タイで行われたYOASOBIのライブで観客は日本語の歌を合唱していた。Ayaseはボーカロイドを通して独自の表現を追求してきた。ボーカロイドの原点は2007年に発売された初音ミク。当時ニコニコ動画には初音ミクの歌声で作られた楽曲が次々と現れた。投稿者はボカロPと呼ばれ、プロアマ関係なく自由に音楽を発表した。ボカロPとして注目された米津玄師はメジャーシーンでブレイク。歌い手の中からもスターが生まれた。海外で聴かれた日本の音楽上位100曲の中でボカロカルチャーから生まれた曲は去年25曲もあった。中でも「愛して愛して愛して」は海外リスナーから熱狂的な支持を集めている。
2月にロンドンで行われたボカロPきくおのライブには熱狂的なファンが集まり、独自なダークな世界観が歌われた。生々しく暗い歌詞がリスナーの苦しみの受け皿になっていた。きくおは「初音ミクみたいなフラットに歌う存在がいるから入ってくるという言い方をされることがよくある」「ボカロがあるからこそ自分の苦しみを率直に表現しても許される」と話した。

§ **保存データ**
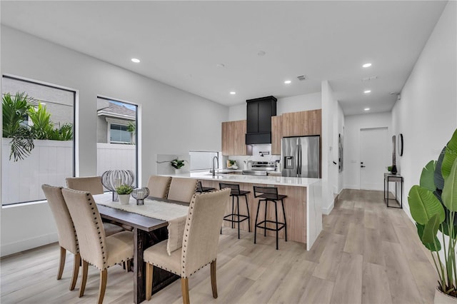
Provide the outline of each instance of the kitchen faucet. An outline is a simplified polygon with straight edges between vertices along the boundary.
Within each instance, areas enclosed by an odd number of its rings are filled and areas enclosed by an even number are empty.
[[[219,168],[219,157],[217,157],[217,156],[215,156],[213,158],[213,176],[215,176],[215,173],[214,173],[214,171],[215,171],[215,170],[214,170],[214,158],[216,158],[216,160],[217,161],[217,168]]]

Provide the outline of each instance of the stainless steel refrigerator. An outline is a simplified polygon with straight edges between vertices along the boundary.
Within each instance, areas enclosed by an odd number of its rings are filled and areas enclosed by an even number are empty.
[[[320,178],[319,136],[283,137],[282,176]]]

...

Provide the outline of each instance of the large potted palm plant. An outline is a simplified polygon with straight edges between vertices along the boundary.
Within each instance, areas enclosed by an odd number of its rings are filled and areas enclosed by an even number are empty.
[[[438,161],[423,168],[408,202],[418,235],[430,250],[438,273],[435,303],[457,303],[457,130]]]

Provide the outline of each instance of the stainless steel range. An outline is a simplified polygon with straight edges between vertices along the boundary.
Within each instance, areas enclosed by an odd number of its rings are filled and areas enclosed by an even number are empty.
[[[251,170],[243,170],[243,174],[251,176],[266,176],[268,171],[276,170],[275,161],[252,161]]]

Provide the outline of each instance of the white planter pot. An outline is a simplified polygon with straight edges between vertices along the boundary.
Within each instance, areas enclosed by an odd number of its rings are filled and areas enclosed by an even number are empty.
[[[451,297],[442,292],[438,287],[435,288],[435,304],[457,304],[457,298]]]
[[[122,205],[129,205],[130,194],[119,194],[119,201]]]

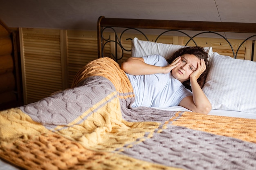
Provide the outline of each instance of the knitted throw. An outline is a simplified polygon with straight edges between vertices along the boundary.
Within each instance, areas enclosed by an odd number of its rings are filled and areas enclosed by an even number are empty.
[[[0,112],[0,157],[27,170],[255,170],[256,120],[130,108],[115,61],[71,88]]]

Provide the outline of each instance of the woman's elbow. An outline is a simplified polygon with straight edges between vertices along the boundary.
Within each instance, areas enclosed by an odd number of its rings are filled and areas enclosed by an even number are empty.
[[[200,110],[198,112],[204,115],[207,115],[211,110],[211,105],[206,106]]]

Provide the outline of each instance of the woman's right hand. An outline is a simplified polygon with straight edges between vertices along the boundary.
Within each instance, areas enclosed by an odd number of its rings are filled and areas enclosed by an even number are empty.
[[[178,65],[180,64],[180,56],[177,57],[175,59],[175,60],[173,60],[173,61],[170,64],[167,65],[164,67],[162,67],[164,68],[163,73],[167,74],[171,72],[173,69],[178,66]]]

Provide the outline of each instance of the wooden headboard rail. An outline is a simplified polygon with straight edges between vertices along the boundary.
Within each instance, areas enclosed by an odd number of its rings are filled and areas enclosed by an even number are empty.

...

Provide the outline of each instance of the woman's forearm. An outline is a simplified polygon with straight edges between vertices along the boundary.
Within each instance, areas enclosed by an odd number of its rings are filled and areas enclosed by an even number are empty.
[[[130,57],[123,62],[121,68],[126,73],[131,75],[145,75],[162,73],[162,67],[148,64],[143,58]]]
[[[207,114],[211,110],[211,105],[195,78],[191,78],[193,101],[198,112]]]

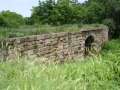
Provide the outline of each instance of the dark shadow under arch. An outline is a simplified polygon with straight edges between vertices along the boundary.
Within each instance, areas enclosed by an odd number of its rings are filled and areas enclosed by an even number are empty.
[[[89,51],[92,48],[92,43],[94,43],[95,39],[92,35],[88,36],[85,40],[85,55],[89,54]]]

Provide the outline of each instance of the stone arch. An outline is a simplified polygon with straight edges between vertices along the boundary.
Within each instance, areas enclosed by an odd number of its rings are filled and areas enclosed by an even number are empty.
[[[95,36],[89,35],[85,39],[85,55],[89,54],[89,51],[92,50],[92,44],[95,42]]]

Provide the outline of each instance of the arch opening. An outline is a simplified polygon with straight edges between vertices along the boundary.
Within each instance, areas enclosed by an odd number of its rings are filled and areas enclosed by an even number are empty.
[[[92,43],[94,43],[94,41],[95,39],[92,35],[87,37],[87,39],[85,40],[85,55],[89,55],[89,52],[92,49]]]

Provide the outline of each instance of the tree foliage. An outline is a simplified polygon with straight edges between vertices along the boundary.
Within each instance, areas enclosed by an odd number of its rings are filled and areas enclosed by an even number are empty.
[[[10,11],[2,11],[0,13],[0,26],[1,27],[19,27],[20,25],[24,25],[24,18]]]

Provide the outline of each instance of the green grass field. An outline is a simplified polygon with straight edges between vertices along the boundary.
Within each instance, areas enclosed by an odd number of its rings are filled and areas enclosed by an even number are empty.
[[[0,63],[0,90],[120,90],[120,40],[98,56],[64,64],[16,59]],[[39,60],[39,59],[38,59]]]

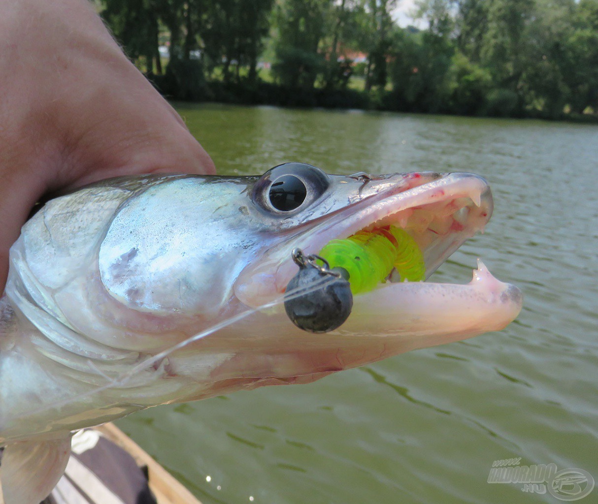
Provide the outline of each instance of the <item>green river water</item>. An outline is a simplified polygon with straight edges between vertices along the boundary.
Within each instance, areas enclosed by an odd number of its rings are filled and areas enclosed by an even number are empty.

§ **課題の目標 1**
テキストに登場するアーティスト名とユニット名を、初音ミクを除いてすべて書き出してください。
§ **課題の目標 2**
テキストでは、ボーカロイドの原点は何だとされ、それは何年に発売されましたか。
上のデータは参照しなくてかまいません。

§ **演習の解答 1**
YOASOBI、Ayase、米津玄師、きくお

§ **演習の解答 2**
初音ミクで、2007年に発売されました。